Extracted records =
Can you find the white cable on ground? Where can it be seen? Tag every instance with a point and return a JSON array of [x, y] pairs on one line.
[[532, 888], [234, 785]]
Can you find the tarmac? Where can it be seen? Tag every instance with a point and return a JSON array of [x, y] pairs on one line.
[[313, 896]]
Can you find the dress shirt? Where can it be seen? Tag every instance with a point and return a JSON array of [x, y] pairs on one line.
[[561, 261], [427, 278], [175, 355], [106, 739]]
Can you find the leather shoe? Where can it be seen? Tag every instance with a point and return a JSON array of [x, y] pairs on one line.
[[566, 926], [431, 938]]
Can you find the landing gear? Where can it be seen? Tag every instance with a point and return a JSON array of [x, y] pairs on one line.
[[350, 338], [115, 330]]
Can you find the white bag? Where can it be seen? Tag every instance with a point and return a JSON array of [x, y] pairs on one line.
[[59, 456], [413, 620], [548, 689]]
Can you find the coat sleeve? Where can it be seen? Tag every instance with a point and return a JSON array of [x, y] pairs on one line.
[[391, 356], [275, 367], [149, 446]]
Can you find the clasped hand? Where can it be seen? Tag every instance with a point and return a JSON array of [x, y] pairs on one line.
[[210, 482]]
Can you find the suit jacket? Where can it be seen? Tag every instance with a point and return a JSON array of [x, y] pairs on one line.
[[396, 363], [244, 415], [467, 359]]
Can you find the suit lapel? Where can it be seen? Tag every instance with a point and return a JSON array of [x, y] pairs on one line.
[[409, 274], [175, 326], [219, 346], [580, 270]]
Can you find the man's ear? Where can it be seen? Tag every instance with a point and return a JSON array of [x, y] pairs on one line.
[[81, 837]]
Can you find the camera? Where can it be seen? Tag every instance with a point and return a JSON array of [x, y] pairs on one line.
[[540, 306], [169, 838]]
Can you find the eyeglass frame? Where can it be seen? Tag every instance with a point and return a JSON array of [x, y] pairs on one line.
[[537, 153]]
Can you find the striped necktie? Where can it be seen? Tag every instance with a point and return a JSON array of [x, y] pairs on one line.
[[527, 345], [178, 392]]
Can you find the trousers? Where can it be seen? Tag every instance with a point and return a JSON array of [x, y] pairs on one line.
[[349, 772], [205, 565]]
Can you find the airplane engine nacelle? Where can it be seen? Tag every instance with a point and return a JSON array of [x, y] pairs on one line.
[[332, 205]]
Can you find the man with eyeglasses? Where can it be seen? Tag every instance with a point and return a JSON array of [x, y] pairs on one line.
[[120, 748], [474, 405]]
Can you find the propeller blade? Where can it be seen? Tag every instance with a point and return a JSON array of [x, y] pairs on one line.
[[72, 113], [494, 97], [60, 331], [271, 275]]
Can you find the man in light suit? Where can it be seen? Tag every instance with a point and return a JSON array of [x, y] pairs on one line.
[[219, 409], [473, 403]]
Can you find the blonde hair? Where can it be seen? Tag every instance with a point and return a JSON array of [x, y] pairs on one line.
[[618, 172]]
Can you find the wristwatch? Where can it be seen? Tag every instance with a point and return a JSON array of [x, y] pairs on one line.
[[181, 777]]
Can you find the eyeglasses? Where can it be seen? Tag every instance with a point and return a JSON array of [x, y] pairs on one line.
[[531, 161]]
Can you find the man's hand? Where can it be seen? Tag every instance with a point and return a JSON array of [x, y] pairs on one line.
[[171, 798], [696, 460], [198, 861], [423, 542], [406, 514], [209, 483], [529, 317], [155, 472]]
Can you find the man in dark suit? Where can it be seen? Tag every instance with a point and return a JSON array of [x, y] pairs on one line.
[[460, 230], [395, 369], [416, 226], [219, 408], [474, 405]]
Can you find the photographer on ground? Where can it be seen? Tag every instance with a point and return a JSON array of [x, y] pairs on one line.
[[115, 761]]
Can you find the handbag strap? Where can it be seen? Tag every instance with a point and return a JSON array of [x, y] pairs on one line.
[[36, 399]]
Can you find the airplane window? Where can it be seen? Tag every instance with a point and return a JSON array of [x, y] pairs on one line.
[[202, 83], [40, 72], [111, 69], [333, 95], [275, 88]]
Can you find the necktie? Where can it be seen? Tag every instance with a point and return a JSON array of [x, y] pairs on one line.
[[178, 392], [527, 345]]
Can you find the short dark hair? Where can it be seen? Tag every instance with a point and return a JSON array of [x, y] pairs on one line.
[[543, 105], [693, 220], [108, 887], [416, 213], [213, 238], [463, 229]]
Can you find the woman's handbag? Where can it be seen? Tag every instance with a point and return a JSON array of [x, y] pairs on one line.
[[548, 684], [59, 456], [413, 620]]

...

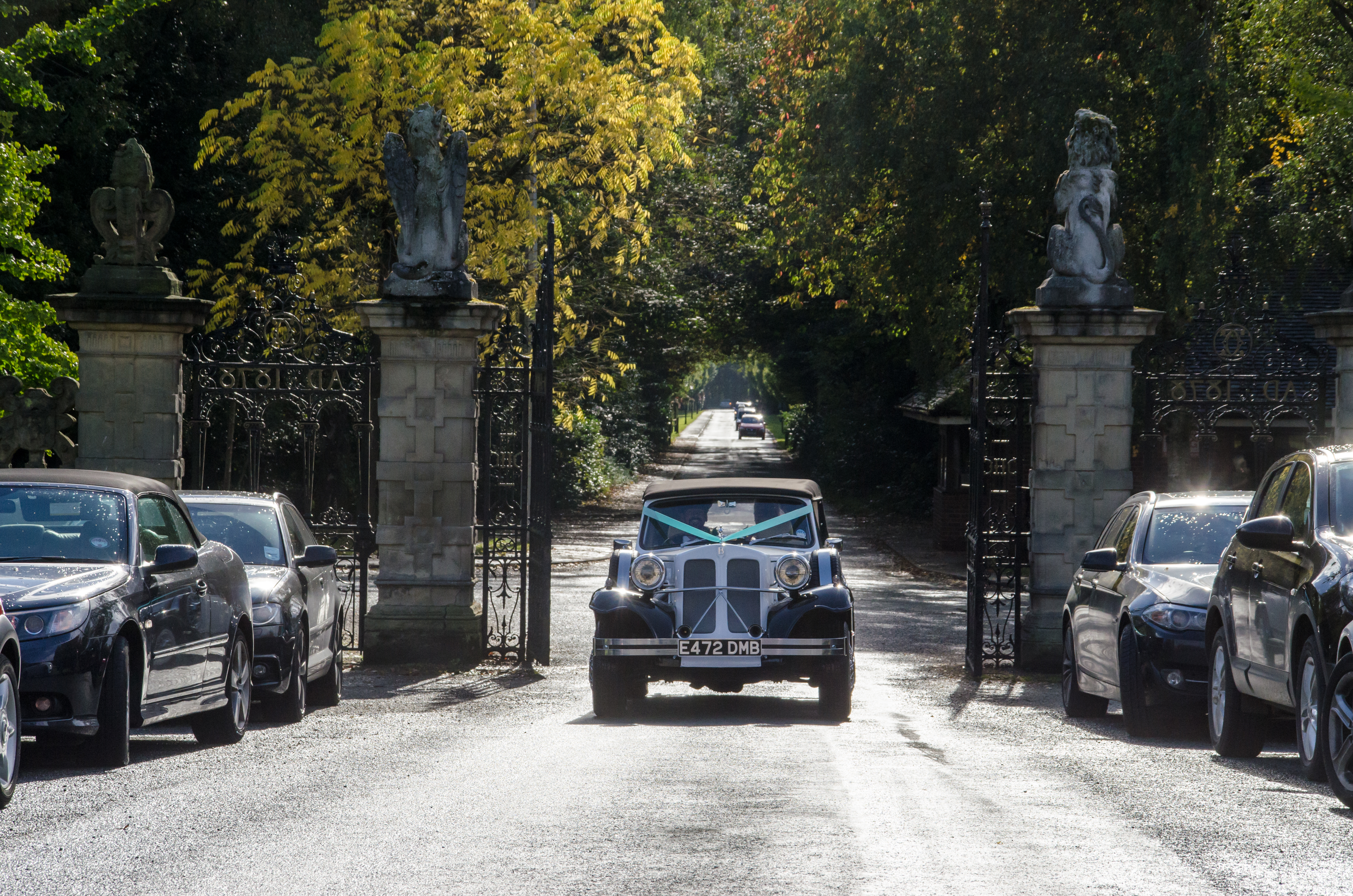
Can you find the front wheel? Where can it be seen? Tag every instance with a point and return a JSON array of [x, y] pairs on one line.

Objective = Rewrite the records from the line with "Can you find the handbag" to the line with "238], [463, 229]]", replacing "Tag" with "Mark" and leaving everything else unchanged.

The completed task =
Can you find the handbag strap? Where can it be seen? Mark every instance with a point and return a JSON array of [x, y] pairs on one line.
[[36, 399]]
Can you find the airplane window? Where can it be seen? Mark every instance with a point and return a JSON array of [x, y] pairs on one line.
[[202, 83], [40, 72], [111, 69], [333, 95], [275, 88]]
Can you find the necktie? Where can it be seen? Mark every instance with a point and return a JSON array of [x, y] pairs on one line.
[[178, 392], [527, 345]]
Can you find the short dark hair? Where can it be seen? Mark every instance with a point and return a JSON array of [x, y] pairs on one line.
[[543, 105], [693, 220], [108, 887], [416, 213], [213, 238], [463, 229]]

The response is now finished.